● REQUIREMENT 1:
In the forum thread below about keeping glofish in a tank, what did the poster with the 14-gallon tank add to increase filtering capacity?

● ARTICLE:
I think they point with no glofish is that there's already several tetras in there, plus a betta, and the glofish require a lot of room.. :s


----------



## mzxeternal (Feb 24, 2012)

Olympia said:


> I think they point with no glofish is that there's already several tetras in there, plus a betta, and the glofish require a lot of room.. :s


I have a 14 gal, with a school of 5 Glofish, 6 Neon Tetras, 3 female bettas, 10 cherry shrimp, 4 otos and an apple snail. Except for having to significantly increase my filtering capacity (via 2 Aqueon Quietflow 10s), the stocking capacity is at 100% on the nose, assuming adult sizes (which they aren't yet, and I will be upgrading to a 20 gallon in the next month).

All my fish are stress free and content, and I have no water quality problems. A 17 gallon will be more than sufficient. 

The reason it works, is the Zebras(Glofish) generally congregate towards the top end of the tank, the neons from middle to low, the otos on the bottom (or eating from the glass) and the bettas travel all over.

My setup on AqAdvisor's calculator


----------



## MaisyDawgThirteen (Dec 7, 2011)

● REQUIREMENT 2:
Identify and copy each line of the entries below that contains the word "foliage".

● THE INPUT:

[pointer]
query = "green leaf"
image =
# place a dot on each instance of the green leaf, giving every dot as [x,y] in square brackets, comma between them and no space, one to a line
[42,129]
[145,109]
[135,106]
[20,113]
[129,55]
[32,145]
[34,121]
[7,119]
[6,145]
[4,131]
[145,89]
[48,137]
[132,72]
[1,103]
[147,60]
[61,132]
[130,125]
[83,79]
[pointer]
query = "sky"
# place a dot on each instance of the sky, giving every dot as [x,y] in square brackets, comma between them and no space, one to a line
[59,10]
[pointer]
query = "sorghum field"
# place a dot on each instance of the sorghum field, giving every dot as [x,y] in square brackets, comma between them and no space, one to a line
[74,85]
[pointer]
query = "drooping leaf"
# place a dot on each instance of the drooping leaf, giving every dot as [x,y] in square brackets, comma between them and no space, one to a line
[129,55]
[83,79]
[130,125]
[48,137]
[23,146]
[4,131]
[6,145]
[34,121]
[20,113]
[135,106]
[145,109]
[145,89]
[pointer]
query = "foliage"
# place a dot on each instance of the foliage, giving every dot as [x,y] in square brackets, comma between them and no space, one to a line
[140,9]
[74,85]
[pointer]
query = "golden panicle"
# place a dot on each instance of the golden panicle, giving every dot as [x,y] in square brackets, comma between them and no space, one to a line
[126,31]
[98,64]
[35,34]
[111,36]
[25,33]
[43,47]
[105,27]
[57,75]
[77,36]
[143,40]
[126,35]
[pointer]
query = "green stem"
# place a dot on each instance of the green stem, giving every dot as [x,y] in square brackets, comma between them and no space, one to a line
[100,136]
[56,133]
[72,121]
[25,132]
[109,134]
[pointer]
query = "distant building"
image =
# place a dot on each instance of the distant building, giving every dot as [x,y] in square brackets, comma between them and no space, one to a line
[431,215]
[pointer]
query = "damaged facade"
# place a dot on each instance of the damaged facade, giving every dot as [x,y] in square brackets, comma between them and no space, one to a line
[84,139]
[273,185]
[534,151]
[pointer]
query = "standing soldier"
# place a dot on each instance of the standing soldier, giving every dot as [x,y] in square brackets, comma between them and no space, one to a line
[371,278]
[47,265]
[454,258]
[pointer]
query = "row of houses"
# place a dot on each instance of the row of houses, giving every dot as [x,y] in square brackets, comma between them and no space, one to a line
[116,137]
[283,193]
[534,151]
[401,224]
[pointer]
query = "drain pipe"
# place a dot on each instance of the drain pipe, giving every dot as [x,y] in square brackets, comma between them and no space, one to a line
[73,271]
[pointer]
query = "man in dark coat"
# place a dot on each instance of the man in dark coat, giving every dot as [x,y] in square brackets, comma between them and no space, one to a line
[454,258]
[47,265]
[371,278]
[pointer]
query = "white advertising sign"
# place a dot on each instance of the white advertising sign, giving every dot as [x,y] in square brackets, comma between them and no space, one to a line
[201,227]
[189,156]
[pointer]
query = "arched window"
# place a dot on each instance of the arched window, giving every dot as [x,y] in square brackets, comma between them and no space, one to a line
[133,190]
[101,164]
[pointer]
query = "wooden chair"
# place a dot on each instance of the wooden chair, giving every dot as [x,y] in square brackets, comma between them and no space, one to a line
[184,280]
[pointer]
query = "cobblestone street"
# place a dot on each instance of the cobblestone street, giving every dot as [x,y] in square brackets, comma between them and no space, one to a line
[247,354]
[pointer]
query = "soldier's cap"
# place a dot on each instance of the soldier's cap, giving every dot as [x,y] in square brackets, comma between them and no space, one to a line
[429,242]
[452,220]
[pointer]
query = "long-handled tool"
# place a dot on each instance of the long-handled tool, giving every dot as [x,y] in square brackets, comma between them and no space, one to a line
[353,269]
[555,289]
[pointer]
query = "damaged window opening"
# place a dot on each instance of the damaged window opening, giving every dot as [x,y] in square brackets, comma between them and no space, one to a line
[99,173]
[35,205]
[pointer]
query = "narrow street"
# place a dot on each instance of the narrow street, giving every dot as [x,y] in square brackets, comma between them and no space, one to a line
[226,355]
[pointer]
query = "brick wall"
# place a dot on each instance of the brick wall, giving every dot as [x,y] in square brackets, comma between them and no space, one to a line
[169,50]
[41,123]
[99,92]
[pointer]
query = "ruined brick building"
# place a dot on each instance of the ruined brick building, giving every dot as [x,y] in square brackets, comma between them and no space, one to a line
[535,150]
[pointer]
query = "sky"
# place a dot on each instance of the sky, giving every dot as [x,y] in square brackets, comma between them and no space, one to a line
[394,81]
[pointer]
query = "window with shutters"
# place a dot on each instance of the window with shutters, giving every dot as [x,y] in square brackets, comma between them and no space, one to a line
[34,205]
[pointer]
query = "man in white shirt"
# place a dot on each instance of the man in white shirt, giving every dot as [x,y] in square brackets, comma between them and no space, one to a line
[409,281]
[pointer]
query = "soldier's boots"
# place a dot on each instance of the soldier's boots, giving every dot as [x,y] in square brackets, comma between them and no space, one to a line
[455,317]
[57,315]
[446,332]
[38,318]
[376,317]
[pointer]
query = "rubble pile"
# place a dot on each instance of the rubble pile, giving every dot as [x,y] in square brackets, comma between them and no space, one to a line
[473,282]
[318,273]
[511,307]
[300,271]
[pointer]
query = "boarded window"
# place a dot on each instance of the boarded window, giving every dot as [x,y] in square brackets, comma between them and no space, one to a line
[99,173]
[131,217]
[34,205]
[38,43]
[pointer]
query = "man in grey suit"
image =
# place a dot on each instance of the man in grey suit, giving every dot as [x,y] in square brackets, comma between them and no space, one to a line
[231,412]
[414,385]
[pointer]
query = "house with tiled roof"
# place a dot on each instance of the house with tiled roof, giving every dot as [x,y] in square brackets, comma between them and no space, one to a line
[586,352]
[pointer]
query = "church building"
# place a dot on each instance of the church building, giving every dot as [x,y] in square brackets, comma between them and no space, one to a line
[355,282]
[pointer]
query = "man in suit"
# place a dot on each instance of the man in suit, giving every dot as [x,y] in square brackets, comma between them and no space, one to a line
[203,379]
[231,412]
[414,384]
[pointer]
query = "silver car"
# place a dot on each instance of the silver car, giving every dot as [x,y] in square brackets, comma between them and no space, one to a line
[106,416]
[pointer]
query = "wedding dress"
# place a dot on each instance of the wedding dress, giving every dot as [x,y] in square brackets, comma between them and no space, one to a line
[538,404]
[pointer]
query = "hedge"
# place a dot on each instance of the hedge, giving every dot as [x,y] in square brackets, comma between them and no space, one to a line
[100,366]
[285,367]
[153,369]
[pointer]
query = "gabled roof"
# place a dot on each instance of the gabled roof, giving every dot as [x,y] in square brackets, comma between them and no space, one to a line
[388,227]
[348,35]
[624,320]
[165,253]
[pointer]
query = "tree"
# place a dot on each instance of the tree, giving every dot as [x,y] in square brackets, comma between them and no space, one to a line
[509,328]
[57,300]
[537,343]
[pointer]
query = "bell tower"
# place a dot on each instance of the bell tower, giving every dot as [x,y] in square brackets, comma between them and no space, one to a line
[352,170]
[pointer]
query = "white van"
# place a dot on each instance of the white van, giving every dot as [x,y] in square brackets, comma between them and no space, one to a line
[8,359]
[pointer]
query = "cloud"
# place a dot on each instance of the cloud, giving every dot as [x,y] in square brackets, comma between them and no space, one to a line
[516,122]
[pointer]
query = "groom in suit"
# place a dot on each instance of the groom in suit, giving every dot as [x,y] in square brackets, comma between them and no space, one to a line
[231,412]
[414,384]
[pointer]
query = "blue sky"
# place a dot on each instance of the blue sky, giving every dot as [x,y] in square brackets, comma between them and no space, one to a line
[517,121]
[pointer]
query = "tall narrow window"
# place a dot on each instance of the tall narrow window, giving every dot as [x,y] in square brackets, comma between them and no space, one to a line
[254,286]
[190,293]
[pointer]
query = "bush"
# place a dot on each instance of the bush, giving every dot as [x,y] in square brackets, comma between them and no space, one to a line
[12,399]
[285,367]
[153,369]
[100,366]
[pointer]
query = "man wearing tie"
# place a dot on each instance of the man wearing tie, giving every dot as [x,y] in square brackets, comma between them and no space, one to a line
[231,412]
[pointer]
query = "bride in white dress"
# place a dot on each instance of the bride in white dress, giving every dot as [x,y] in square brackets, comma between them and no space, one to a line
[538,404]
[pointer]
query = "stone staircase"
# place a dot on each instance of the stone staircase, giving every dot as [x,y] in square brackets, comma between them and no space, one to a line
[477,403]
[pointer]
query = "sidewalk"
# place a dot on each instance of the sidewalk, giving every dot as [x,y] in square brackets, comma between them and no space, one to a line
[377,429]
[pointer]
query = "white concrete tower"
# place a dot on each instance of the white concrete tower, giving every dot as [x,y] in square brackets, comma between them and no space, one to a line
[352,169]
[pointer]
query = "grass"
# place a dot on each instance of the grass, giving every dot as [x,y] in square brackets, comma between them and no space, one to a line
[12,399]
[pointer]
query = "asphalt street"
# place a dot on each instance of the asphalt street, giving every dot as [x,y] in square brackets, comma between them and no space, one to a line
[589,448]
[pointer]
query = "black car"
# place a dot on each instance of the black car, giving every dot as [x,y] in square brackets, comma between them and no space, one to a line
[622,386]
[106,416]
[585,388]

● WRITTEN ANSWER 1:
Two Aqueon Quietflow 10s.

● WRITTEN ANSWER 2:
query = "foliage"
# place a dot on each instance of the foliage, giving every dot as [x,y] in square brackets, comma between them and no space, one to a line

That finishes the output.